A new survey commissioned by Systembolaget and conducted by the Central Association for Alcohol and Drug Information (C.A.N.) revealed that Swedes below the legal age limit for alcohol purchasing are getting hold of alcohol products via Instagram and Snapchat.
In Sweden, young people over 18 can legally obtain alcohol products at a pub, bar or restaurant or in the form of light beer at grocery stores. After 20 years they can shop at the government-run alcohol retail monopoly Systembolaget. This leads to the question of how young people below 18 years get hold of alcohol products. The survey commissioned by Systembolaget and conducted by C.A.N. answers the question of how Swedish youth between 16 to 21 years obtain alcohol products, along with other questions.
The survey found that:
- The most common way young people obtained alcohol products were from an adult who was close to them, such as a friend, parent, sibling or partner.
- 28% of the young people surveyed had seen an offer on social media to buy alcohol from a private individual.
- 12% of these young people bought alcohol products via social media accounts, mostly instagram and snapchat.
- More girls were buying alcohol via social media than boys. 14% of girls compared to 10% of boys.
- Buying alcohol via social media was most common among young people in metropolitan municipalities and suburban municipalities.
- Those who have consumed alcohol report seeing even more alcohol product advertisements.
- Among those adolescents who had consumed alcohol 42% stated that they had seen alcohol advertising from a company. This is 10% more advertising exposure than the 32% of those who had never had alcohol that reported seeing alcohol ads.
- Young people who bought alcohol products via social media are at a higher risk of alcohol problems.
- 84% of youth who bought alcohol on social media reported past month alcohol use compared to 71% of youth who did not buy alcohol on social media.
- 77% of youth who bought alcohol on social media reported using alcohol in a high risk way compared to 52% of youth who did not buy alcohol on social media.
Young people are being targeted by alcohol advertising on social media despite it being illegal to target anyone under 25 with alcohol advertising in Sweden. Swedish alcohol marketing laws are very specific and aim to reduce harm to the population and specifically to children and young people.
- The particular moderation clause for permitted advertising for alcohol products with higher alcohol content than 2.25% alcohol by volume posits that any variety of advertising of alcohol directed to consumers may not be intrusive, insistent on or encourage the use of alcohol, nor be aimed at people under the age of 25.
- The advertising of alcohol may furthermore only display the product itself and thus not be linked to individuals, attributes or to a certain lifestyle.
- There is a total ban on advertising alcohol on television and radio, with the exception of advertising that conforms to the ‘country of origin’ principle.
Big Alcohol’s attempt to normalize alcohol in Swedish society
The alcohol industry has been attempting to normalize alcohol use in Sweden. A survey by Novus found that, in Sweden, in 2021, 50% of survey respondents thought weekday alcohol use was normal. This was a 10% increase from 40% in 2015.

- _What you have to do_:
Rewrite the article on underage alcohol buying in Sweden from "- Young people" to "and young people.", putting "adolescents" in place of "youth". None of the material is needed here.

[Data excerpts]
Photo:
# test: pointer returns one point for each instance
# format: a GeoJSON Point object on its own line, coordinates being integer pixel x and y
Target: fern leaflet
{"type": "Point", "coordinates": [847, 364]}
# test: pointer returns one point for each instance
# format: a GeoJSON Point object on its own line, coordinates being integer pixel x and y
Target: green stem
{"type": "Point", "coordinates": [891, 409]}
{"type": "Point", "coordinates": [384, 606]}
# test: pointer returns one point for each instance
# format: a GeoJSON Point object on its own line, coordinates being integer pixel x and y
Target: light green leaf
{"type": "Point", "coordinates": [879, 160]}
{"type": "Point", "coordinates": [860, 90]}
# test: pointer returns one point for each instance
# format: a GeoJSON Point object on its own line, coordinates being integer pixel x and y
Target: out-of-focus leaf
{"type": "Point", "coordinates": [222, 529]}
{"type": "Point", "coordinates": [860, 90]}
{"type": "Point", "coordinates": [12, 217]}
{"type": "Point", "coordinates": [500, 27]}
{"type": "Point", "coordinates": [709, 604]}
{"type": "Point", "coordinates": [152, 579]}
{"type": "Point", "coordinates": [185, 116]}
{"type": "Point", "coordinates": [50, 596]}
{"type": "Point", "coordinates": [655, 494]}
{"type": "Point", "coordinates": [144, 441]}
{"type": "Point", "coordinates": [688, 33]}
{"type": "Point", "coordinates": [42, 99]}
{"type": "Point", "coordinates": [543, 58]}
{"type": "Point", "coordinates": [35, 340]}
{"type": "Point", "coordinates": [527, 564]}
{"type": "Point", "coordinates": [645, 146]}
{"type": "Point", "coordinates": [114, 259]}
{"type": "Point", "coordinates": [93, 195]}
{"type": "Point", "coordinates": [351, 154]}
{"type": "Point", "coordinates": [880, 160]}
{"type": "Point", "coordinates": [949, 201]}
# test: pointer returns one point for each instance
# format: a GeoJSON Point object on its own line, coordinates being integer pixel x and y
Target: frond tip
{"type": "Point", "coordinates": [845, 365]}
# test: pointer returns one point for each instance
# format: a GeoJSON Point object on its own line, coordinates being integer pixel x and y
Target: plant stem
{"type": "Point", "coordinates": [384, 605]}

- _Response for this exercise_:
- Young people who bought alcohol products via social media are at a higher risk of alcohol problems.
- 84% of adolescents who bought alcohol on social media reported past month alcohol use compared to 71% of adolescents who did not buy alcohol on social media.
- 77% of adolescents who bought alcohol on social media reported using alcohol in a high risk way compared to 52% of adolescents who did not buy alcohol on social media.
Young people are being targeted by alcohol advertising on social media despite it being illegal to target anyone under 25 with alcohol advertising in Sweden. Swedish alcohol marketing laws are very specific and aim to reduce harm to the population and specifically to children and young people.